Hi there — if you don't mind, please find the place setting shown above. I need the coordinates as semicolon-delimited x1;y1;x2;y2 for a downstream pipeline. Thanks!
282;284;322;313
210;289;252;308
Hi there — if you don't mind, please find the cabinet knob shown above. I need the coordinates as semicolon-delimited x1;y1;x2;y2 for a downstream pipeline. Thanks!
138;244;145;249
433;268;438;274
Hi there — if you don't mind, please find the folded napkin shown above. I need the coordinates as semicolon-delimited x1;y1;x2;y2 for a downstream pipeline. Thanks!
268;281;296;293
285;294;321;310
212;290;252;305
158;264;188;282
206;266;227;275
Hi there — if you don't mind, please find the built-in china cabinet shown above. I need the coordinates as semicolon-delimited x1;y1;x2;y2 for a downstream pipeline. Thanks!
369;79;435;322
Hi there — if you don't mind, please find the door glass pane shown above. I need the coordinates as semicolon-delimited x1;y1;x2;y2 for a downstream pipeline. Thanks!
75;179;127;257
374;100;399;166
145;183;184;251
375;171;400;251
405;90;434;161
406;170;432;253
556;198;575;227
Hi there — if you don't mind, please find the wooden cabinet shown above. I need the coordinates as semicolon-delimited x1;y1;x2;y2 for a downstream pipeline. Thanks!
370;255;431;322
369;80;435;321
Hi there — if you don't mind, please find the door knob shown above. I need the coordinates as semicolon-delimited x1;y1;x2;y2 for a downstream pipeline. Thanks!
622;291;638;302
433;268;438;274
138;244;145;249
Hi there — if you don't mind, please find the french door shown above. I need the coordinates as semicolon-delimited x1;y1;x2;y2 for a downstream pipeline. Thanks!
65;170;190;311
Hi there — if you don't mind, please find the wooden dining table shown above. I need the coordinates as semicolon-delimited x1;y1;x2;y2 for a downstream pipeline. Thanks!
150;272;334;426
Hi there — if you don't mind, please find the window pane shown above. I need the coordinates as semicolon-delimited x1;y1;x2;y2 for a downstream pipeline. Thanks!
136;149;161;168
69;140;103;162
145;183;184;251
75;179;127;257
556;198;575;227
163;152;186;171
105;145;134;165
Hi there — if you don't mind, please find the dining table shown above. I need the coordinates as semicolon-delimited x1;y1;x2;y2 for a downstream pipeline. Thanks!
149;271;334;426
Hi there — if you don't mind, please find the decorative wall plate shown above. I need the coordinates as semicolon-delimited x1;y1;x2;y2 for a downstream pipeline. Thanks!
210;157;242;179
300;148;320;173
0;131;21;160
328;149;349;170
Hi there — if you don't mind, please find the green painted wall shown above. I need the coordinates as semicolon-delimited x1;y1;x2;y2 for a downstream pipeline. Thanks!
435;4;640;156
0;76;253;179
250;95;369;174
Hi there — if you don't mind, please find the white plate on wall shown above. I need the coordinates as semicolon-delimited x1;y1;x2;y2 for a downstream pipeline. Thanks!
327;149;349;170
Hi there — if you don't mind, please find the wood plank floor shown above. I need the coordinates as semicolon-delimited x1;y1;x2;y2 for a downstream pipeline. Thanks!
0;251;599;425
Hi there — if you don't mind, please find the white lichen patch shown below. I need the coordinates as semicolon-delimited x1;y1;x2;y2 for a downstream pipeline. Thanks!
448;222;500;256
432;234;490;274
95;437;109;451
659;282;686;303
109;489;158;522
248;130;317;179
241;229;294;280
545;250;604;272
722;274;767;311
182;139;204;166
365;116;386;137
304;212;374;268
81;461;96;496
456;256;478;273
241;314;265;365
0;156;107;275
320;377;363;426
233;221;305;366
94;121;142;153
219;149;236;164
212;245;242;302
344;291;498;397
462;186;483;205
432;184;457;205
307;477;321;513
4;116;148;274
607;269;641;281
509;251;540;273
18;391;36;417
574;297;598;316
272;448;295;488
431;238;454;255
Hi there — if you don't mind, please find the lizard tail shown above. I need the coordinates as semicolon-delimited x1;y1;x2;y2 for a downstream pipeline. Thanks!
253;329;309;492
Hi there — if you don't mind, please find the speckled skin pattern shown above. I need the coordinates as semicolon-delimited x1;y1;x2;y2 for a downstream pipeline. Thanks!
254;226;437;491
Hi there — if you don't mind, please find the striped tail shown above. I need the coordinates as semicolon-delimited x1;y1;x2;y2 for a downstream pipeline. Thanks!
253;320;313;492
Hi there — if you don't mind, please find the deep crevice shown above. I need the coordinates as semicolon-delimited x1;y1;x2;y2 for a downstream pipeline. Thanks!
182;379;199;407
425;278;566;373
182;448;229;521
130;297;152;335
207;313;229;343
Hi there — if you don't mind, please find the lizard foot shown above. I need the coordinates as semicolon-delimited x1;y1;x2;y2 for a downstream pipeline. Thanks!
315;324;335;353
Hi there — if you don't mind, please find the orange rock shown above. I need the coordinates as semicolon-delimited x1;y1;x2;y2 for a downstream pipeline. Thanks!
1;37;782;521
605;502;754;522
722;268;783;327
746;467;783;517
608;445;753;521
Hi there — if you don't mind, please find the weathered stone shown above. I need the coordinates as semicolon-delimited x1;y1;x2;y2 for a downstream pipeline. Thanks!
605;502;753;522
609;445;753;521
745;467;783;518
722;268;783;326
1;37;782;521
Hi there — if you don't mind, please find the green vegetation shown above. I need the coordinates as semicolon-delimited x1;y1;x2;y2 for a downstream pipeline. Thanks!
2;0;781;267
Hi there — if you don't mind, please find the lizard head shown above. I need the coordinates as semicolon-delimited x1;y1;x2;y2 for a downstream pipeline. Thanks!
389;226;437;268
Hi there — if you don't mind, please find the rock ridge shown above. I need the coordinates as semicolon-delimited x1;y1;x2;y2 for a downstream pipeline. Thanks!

..........

Would you restate the material word for word, leaving nothing out?

Hi there — if you don't mind, please find the place setting shown above. I need the coordinates as semicolon-delimited x1;y1;x2;y2 for a downstream pipeline. Thanks!
282;284;322;313
210;289;252;308
Hi there — if you don't mind, please find the cabinet knob shown above. I need the coordinates as semicolon-delimited x1;y1;x2;y2 for a downstream pipeline. Thanks!
138;244;145;249
433;268;438;274
Hi there — if you don't mind, please find the folded napkin shown above. I need the coordinates as semicolon-delimited x1;y1;x2;y2 for a downstream pipeline. Thanks!
268;281;296;293
285;294;321;310
212;290;252;305
158;264;188;282
206;266;227;275
Hi there — if you don't mind, please find the built-in china cabinet shown above. I need the coordinates as semicolon-delimited x1;y1;x2;y2 for a downstream pipeline. Thanks!
369;79;435;322
Hi there — if you don't mind, please find the door glass pane shown above. I need the coordinates as semicolon-delimited x1;y1;x2;y2 for a downstream pipeline. Thanks!
75;179;127;257
374;100;399;166
145;183;184;251
375;171;400;251
405;90;434;161
406;170;432;253
556;198;575;227
Hi there — if you don't mind, please find the wooden cabinet shown above. I need the coordinates as semicolon-delimited x1;y1;x2;y2 for a downstream pipeline. Thanks!
370;255;431;322
369;80;435;321
Hi there — if you don't mind, please find the door knob shown above. I need the coordinates as semicolon-delimited x1;y1;x2;y2 for a downstream pipeline. Thanks!
622;291;638;302
433;268;438;274
138;244;145;249
Hi there — if you don't mind, please find the french door shown above. I need the coordinates as semicolon-delimited x1;y1;x2;y2 for a downstream pipeline. Thanks!
65;170;190;311
Hi there — if you don't mind, please find the wooden dining table shown above. I need the coordinates as semicolon-delimited x1;y1;x2;y2 for a downstream pipeline. Thanks!
150;272;334;426
Hi there — if you don't mind, please find the window pane shown above. I need the coordinates as semicolon-delimited x1;y1;x2;y2 for a downstream pipeline. Thanks!
136;149;161;168
69;140;103;162
145;183;184;251
75;179;127;257
556;198;575;227
163;152;186;171
105;145;134;165
Hi there — if you don't mind, please find the dining table shown above. I need the coordinates as semicolon-delimited x1;y1;x2;y2 for a downstream pipeline. Thanks!
149;271;334;426
Hi there — if you don't mind, please find the decorative wall plate shown above. I need the coordinates as semicolon-delimited x1;y1;x2;y2 for a downstream pipeline. Thanks!
210;157;242;179
300;148;320;173
0;131;21;160
328;149;349;170
Hi there — if you don't mind, please find the green painted wall shown above. I need the coordinates as semicolon-delimited x1;y1;x2;y2 for a downstream pipeline. Thanks!
435;4;640;156
0;76;253;179
250;95;369;174
Hi there — if you don't mind, please find the white plate on wall shown above. I need the coordinates as semicolon-delimited x1;y1;x2;y2 for a downstream pipeline. Thanks!
327;149;349;170
Hi there — if you don't mind, please find the wood plank floor shown above. I need the coordinates as semicolon-delimited x1;y1;x2;y2 for a downstream pipeline. Thanks!
0;251;599;425
Hi there — if you don't mind, please find the white lichen patch shown below. I need the coordinates as semicolon-delimited x1;y1;x2;y2 for a downstream pipeline. Thanks!
448;222;500;256
432;234;490;274
95;437;109;451
659;282;686;303
109;489;158;522
248;130;317;179
241;229;294;280
545;250;604;272
722;274;767;311
182;139;204;166
365;116;386;137
304;212;374;268
81;461;96;496
456;256;478;273
241;314;265;365
0;156;107;275
320;377;363;426
233;221;305;366
94;121;142;153
219;149;236;164
212;245;242;302
344;291;498;397
462;186;483;205
432;184;457;205
307;477;321;513
4;116;148;274
607;269;641;281
509;251;540;273
18;391;36;417
574;297;598;316
272;448;295;488
431;238;454;255
Hi there — if you don't mind, please find the lizard tail shown above. I need the coordinates as semicolon-delimited x1;y1;x2;y2 for a downstream pipeline. Thanks!
253;329;309;492
Hi there — if you don't mind, please find the speckled skin pattern shown above. I need the coordinates as semicolon-delimited x1;y1;x2;y2 for a downstream pipeline. Thanks!
254;226;437;491
Hi there — if you don't mind, please find the striped tail shown above. I need the coordinates as semicolon-delimited x1;y1;x2;y2 for a downstream pipeline. Thanks!
253;320;313;492
Hi there — if you don't mind, please find the deep crevice shown above. I need the coordinates as semicolon-delimited x1;y1;x2;y2 for a downstream pipeline. Thanks!
182;379;199;407
425;278;566;373
182;448;229;521
130;297;152;335
207;313;229;343
Hi there — if you don't mind, please find the lizard foot shown above. I need the coordinates as semicolon-delimited x1;y1;x2;y2 for a downstream pipeline. Thanks!
315;324;335;353
Hi there — if you don't mind, please find the orange rock shown above. I need the coordinates as semicolon-delimited x1;y1;x2;y2 for a downstream pipeline. Thanks!
1;37;782;521
605;502;754;522
722;268;783;327
746;467;783;517
608;445;753;521
Hi there — if you don't mind, please find the weathered stone shown above. I need the coordinates as semicolon-delimited x1;y1;x2;y2 for a downstream pipeline. Thanks!
605;502;753;522
609;445;753;521
745;467;783;518
722;268;783;326
1;37;782;521
Hi there — if you don't mind, please find the green vegetation shown above. I need the coordinates as semicolon-delimited x1;y1;x2;y2 for a downstream pipeline. Thanks!
2;0;781;267
Hi there — if you don't mind, please find the lizard head shown above. I need the coordinates as semicolon-delimited x1;y1;x2;y2 for a downstream pipeline. Thanks!
389;226;437;268
Hi there — if you don't mind, please find the rock ridge shown above. I need the coordinates as semicolon-delimited x1;y1;x2;y2 for a downstream pipeline. Thanks!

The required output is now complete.